*Text extract*:
◇ ◇ ◇ ◇ ◇ ◇ ◇

- Born: September 30, 1959 (age 66) Toronto, Ontario, Canada
- Height: 5 ft 8 in (173 cm)
- Weight: 168 lb (76 kg; 12 st 0 lb)
- Position: Center
- Shot: Left
- Played for: Clarkson
- Playing career: 1978–1982

= Steve Cruickshank =

Canadian ice hockey player

Steve Cruickshank (born September 30, 1959) is a Canadian retired ice hockey center who was an All-American for Clarkson.

==Career==
Cruickshank was a member of the final recruiting class at Clarkson for Jerry York. In his freshman season, Cruickshank posted decent numbers and the team finished 5th in the conference standings but it was when Bill O'Flaherty took over as coach in 1979 that he Cruickshank made a name for himself. In 1980 he nearly doubled his goal production and was named to the All-conference second team. Clarkson won its first playoff game in three years and tings only got better from there. Cruickshank nearly hit the 30-goal mark as a junior and was again an ECAC Hockey all-star while the team finished atop the conference and made their first NCAA tournament appearance in eleven years.

◇ ◇ ◇ ◇ ◇ ◇ ◇

*Problems*:
a. Does the Steve Cruickshank text support each statement? (i) Cruickshank shot left. (ii) Bill O'Flaherty took over as coach in 1980. (iii) As a junior, Cruickshank was an ECAC Hockey all-star. Answer yes or no for each and quote the words of the text that decide it.
b. Rewrite the Steve Cruickshank text from "Steve Cruickshank (born" to "in eleven years.", changing "freshman season" to "first season".
The saved entries that come next are not needed for anything here.

Saved entries
◇ ◇ ◇ ◇ ◇ ◇ ◇

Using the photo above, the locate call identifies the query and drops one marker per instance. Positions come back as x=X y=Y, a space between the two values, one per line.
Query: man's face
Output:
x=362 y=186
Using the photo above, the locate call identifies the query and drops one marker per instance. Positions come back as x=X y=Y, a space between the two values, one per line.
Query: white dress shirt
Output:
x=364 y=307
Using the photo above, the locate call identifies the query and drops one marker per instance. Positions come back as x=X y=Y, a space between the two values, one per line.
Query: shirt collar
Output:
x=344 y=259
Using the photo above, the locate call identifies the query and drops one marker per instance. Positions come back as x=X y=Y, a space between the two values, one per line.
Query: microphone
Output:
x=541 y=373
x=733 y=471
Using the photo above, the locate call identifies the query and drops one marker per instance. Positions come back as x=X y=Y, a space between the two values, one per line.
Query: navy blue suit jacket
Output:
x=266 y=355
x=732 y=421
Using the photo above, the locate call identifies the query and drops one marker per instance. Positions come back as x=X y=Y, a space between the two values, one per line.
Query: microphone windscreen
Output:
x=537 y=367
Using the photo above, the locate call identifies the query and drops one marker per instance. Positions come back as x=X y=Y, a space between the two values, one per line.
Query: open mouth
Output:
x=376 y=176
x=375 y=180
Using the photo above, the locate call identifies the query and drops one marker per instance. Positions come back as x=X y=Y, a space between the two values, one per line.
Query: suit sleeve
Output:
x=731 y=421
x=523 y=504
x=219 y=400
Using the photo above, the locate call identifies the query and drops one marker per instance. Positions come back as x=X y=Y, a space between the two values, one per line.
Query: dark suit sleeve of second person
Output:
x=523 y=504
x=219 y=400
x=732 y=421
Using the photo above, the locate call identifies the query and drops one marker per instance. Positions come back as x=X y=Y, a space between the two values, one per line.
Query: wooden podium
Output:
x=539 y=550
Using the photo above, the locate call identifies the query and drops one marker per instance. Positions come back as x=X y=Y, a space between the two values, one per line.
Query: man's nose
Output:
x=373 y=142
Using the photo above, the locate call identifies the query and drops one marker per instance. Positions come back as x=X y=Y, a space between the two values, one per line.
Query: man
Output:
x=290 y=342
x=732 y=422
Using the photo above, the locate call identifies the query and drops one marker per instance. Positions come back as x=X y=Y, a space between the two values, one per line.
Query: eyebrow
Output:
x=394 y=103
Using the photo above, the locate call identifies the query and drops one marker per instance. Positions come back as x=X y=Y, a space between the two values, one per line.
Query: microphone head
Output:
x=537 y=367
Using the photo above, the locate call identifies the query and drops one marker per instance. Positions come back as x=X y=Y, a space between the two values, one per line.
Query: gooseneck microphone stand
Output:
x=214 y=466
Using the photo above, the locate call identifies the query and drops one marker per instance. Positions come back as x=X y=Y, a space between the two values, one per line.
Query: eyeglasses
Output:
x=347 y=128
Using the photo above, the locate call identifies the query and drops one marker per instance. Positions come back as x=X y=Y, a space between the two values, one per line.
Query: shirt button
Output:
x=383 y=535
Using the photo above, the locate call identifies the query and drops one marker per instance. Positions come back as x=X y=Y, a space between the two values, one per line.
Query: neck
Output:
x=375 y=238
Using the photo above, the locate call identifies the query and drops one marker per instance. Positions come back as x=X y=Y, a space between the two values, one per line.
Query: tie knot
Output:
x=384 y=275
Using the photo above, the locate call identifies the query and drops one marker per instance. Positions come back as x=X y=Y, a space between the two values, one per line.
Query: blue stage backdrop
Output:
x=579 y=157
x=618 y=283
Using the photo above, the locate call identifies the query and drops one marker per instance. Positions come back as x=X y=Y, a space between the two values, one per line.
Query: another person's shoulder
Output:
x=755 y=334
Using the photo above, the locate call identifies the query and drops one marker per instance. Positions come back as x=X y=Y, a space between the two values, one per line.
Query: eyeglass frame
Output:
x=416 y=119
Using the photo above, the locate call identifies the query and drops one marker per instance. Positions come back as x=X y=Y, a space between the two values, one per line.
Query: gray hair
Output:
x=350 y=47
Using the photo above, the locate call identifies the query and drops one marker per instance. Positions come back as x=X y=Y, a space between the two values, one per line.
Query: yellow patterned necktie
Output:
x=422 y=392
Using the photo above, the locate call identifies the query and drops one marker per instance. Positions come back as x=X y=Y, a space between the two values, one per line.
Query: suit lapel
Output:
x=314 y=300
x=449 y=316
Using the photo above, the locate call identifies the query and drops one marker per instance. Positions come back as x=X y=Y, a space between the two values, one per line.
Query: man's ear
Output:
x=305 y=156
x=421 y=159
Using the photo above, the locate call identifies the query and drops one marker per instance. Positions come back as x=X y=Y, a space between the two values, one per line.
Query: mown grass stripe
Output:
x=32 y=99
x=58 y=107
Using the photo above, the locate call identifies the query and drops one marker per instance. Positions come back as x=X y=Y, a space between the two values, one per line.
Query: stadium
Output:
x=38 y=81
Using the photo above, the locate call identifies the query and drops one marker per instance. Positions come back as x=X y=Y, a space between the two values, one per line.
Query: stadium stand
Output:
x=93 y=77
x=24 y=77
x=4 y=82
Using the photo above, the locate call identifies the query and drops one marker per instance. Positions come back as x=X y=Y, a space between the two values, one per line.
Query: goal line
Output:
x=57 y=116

◇ ◇ ◇ ◇ ◇ ◇ ◇

*Written responses*:
a.
(i) Yes: "Shot: Left"
(ii) No: "when Bill O'Flaherty took over as coach in 1979"
(iii) Yes: "Cruickshank nearly hit the 30-goal mark as a junior and was again an ECAC Hockey all-star"

b.
Steve Cruickshank (born September 30, 1959) is a Canadian retired ice hockey center who was an All-American for Clarkson.

==Career==
Cruickshank was a member of the final recruiting class at Clarkson for Jerry York. In his first season, Cruickshank posted decent numbers and the team finished 5th in the conference standings but it was when Bill O'Flaherty took over as coach in 1979 that he Cruickshank made a name for himself. In 1980 he nearly doubled his goal production and was named to the All-conference second team. Clarkson won its first playoff game in three years and tings only got better from there. Cruickshank nearly hit the 30-goal mark as a junior and was again an ECAC Hockey all-star while the team finished atop the conference and made their first NCAA tournament appearance in eleven years.